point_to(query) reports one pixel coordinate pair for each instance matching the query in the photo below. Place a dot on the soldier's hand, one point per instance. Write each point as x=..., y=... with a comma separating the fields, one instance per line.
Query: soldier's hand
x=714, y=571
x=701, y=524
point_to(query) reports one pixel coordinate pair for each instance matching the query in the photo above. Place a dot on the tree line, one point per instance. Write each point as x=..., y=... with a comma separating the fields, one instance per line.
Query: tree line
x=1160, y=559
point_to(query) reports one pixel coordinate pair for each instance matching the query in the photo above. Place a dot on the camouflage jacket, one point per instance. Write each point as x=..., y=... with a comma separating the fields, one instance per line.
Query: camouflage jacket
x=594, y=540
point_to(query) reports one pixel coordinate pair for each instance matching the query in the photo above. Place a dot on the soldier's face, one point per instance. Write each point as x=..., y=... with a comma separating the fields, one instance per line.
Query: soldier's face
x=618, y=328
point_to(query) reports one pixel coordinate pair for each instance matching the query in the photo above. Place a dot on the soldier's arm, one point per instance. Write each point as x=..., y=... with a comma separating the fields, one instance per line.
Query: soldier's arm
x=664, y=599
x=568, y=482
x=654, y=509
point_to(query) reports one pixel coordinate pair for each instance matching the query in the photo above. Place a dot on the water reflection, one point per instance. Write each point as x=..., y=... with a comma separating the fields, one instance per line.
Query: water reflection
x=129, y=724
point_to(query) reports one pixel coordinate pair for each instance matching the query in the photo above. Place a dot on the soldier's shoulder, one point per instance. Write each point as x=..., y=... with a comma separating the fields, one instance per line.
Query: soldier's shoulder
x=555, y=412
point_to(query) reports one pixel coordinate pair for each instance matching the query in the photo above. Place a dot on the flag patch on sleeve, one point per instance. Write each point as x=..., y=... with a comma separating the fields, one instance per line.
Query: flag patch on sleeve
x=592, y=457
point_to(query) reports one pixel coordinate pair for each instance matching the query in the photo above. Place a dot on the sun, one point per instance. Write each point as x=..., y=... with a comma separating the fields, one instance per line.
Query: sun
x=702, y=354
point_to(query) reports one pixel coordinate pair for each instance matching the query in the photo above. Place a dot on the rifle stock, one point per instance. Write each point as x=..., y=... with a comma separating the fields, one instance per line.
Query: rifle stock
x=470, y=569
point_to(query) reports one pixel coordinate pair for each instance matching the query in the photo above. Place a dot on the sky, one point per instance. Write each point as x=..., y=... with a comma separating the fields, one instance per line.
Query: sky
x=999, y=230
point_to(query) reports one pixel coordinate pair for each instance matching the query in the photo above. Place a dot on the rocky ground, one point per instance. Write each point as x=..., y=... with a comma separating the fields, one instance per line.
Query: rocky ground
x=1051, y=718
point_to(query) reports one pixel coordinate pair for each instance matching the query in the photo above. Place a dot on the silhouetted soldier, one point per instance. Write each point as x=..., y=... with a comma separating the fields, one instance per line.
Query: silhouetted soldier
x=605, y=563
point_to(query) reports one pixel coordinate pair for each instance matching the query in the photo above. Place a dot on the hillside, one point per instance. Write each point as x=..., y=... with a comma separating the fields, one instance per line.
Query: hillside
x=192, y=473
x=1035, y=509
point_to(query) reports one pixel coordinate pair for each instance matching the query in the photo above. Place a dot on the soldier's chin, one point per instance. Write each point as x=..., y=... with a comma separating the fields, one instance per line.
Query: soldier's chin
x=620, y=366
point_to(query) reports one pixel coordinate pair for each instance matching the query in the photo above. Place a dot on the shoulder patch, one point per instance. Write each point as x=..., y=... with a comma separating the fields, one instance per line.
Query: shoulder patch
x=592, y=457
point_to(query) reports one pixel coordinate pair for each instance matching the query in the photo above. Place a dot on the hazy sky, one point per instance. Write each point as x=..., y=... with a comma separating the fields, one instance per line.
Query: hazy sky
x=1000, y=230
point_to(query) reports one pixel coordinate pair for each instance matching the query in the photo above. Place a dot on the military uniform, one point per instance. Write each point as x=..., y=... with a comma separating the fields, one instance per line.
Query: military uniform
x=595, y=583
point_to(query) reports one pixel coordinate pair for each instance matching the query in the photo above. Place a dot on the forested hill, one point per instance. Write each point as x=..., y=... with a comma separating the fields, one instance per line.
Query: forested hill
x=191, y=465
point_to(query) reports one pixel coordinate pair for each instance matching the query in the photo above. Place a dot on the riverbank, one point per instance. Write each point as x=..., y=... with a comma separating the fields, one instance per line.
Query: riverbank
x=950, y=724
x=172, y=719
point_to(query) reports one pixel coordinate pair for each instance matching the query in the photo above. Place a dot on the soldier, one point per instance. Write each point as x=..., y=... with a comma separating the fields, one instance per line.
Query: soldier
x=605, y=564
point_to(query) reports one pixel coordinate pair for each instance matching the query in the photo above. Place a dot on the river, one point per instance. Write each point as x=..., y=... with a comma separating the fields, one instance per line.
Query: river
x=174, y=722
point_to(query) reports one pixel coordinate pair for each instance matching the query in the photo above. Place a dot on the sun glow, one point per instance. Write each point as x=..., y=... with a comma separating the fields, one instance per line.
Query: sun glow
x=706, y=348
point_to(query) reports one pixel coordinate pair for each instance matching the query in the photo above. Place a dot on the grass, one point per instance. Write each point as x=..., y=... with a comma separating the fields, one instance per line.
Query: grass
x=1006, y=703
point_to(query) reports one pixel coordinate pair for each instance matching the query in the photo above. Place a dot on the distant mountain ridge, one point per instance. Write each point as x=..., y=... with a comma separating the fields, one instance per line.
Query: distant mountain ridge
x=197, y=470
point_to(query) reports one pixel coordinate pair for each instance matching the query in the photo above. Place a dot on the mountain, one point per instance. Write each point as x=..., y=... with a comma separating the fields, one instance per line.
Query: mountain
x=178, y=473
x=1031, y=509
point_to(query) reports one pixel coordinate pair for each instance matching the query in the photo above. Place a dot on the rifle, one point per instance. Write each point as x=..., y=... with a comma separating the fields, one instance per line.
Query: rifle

## Task goal
Reproduce all of the records above word for word, line by line, with nothing changed, added, or left out.

## Completed task
point_to(query) reports one pixel coordinate pair for each instance matching the query in the photo below. Place a dot on the soldier's hand, one point per instance. Write each point as x=..., y=... with a comma separating the fields, one instance per line.
Query: soldier's hand
x=714, y=571
x=701, y=524
point_to(query) reports one pixel coordinate pair for each instance matching the query in the photo above. Place a dot on the tree line, one point per instance. Write each point as x=..., y=... with a comma separating the fields, one instance per line.
Query: tree line
x=1160, y=559
point_to(query) reports one pixel coordinate pair for each instance matching the query in the photo above. Place a dot on the camouflage jacket, one point per instance. Write each point as x=..., y=... with a comma separating the fields, one instance per line.
Query: camouflage jacket
x=594, y=540
point_to(query) reports one pixel coordinate pair for each instance matching the query in the photo above. Place a dot on the soldier's face, one point per instance. Write each point as x=..., y=... with a comma separating the fields, one instance per line.
Query: soldier's face
x=618, y=328
point_to(query) reports one pixel coordinate pair for each instance matching the query in the photo above. Place a dot on the soldier's arm, one point per instance. Write each point as x=..., y=... with a comma separating the fields, one instance per line.
Query: soldier's arm
x=664, y=599
x=568, y=482
x=654, y=509
point_to(query) reports one pixel coordinate pair for each instance matching the query in the photo above. Place a dot on the water reflection, one point per instance. Write each point as x=..., y=... with a comma separating the fields, one instance per line.
Query: water reflection
x=129, y=724
point_to(query) reports one pixel coordinate pair for each instance matching the query in the photo above. Place a dot on the soldier's shoulder, one point per instance. Write each point as x=..., y=... with a comma separating the fields, one instance per line.
Query: soldier's shoulder
x=555, y=412
point_to(query) reports one pixel coordinate pair for each instance matching the query in the photo above. Place a dot on the flag patch on sleeve, one point per instance. Write each point as x=..., y=... with a comma separating the fields, one instance per line.
Query: flag patch on sleeve
x=592, y=457
point_to(query) reports one pixel coordinate pair for each instance matching the query in the photo above. Place a dot on the sun, one point per instance. Write each point as x=..., y=... with a comma separating the fields, one instance per line.
Query: sun
x=702, y=354
point_to(query) reports one pixel coordinate pair for each instance matching the query in the photo above. Place a dot on the rifle stock, one point per instance. Write each point as x=..., y=... with a comma separating the fields, one instance per line.
Query: rifle stock
x=470, y=569
point_to(query) reports one pixel coordinate pair for each instance matching the query in the photo above. Place a dot on the sky, one point per instance. Write each point as x=..., y=... with a comma separating the fields, one instance per line.
Query: sky
x=999, y=230
point_to(query) reports one pixel coordinate pair for each instance matching the query in the photo above. Place a dot on the rocky ground, one point per instance. Write each point as x=..., y=... with a comma separating the fields, one instance per line.
Query: rocky ground
x=1051, y=718
point_to(query) reports one pixel coordinate pair for each instance matching the query in the photo above. Place a dot on the silhouetted soldier, one point per instance. Write each point as x=..., y=... with a comma separating the fields, one instance per line.
Query: silhouetted soldier
x=605, y=563
point_to(query) reports one pixel coordinate pair for each instance matching the query in the photo above. Place a dot on the hillside, one point per instance. Write each point as x=..., y=... with a comma separating the fields, one instance per line.
Query: hillside
x=192, y=473
x=1035, y=509
point_to(query) reports one pixel coordinate pair for each instance matching the query in the photo above. Place a dot on the soldier's chin, one point per instance. Write each point as x=..., y=... with a comma separating the fields, one instance per line.
Query: soldier's chin
x=620, y=366
point_to(query) reports one pixel coordinate pair for each instance matching the query in the photo above. Place a dot on the shoulder patch, one point per instance. Write each point as x=..., y=... with a comma separating the fields, one instance per line.
Query: shoulder patch
x=592, y=457
point_to(query) reports one pixel coordinate pair for each instance matching the query in the photo above. Place a dot on the hazy sky, one point per instance. Write each point as x=..., y=... with a comma separating the fields, one instance per line.
Query: hazy sky
x=1000, y=230
point_to(query) reports one pixel coordinate pair for each instance matching the query in the photo above. Place a dot on the military uniform, one point per instance. Write each point as x=..., y=... with a comma separating the fields, one instance per line.
Query: military uniform
x=595, y=583
point_to(query) reports one pixel coordinate pair for each instance matching the query in the photo above. Place a dot on the forested hill, one point per instance. Write each point as x=..., y=... with a comma separating the fields, one instance per line.
Query: forested hill
x=191, y=465
point_to(query) reports one pixel coordinate pair for each instance matching the query in the photo above. Place a dot on the riverbank, one point per instance. Write each point as x=..., y=... with a comma separating the fields, one instance per line.
Query: riverbank
x=950, y=724
x=172, y=719
point_to(query) reports one pixel coordinate pair for each instance matching the query in the photo above. Place a dot on the soldier, one point per instance. Write each point as x=..., y=... with a comma separating the fields, one instance per line.
Query: soldier
x=605, y=564
point_to(query) reports one pixel coordinate pair for each instance matching the query in the photo above. Place a dot on the river, one point per instance. Write each point as x=..., y=... with a comma separating the fields, one instance per line.
Query: river
x=174, y=722
point_to(query) reports one pixel coordinate pair for each instance matching the query in the photo above. Place a dot on the sun glow, one point per instance. Write each point as x=..., y=... with a comma separating the fields, one instance per line.
Query: sun glow
x=706, y=348
point_to(query) reports one pixel coordinate pair for each instance matching the query in the photo above. Place a dot on the grass, one point per instance. Write each point as x=..., y=... with a comma separating the fields, one instance per line.
Query: grass
x=1006, y=703
point_to(query) reports one pixel coordinate pair for each instance matching the query in the photo above. Place a dot on the distant mountain ridge, one point per instance. Write each point as x=..., y=... with a comma separating the fields, one instance per line.
Query: distant mountain ridge
x=197, y=470
point_to(query) reports one pixel coordinate pair for each instance matching the query in the photo above. Place a dot on the mountain, one point per instance. Write each point as x=..., y=... with a comma separating the fields, one instance per line.
Query: mountain
x=178, y=473
x=1031, y=509
point_to(query) reports one pixel coordinate pair for each instance matching the query in the photo above. Place a dot on the rifle, one point per instance. Write each point as x=..., y=... with a comma separating the fields, one instance per line.
Query: rifle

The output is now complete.